Collection entries =>
※
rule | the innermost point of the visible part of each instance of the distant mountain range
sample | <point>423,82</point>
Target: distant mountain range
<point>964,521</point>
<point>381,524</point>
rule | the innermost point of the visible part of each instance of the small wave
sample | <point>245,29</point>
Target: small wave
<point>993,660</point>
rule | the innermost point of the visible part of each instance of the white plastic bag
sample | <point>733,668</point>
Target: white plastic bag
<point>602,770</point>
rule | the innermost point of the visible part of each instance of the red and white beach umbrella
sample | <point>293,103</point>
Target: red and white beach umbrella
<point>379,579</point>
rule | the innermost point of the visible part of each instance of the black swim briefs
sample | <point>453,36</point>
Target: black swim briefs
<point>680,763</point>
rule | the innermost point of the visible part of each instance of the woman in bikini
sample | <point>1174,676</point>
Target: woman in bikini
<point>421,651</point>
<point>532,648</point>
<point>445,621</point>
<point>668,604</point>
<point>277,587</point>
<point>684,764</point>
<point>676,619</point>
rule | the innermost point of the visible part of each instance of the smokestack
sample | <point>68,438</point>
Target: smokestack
※
Exercise instructions => When you reach the end of the records, set them all down again exactly.

Exercise output =>
rule | the innermost point of the visible part of each instance of the distant mountain range
sample | <point>423,82</point>
Target: distant mountain range
<point>964,521</point>
<point>381,524</point>
rule | the innermost point of the visible part of each instance of the small wave
sample | <point>245,29</point>
Target: small wave
<point>993,660</point>
rule | the innermost point of the visible part of each instance of the white plastic bag
sample | <point>733,668</point>
Target: white plastic bag
<point>602,770</point>
rule | the innermost point of the visible part of each instance of the red and white beach umbrella
sample | <point>293,103</point>
Target: red and white beach umbrella
<point>379,579</point>
rule | the innermost point of the visible part of each instance of the black swim briefs
sample | <point>453,36</point>
Target: black swim briefs
<point>680,763</point>
rule | the innermost point of the visible part of each instance of the woman in bikini
sample | <point>1174,676</point>
Target: woman in bikini
<point>421,651</point>
<point>532,648</point>
<point>445,621</point>
<point>668,604</point>
<point>277,587</point>
<point>684,764</point>
<point>676,619</point>
rule | the innermost point of the visible part of each instance of the smokestack
sample | <point>68,438</point>
Target: smokestack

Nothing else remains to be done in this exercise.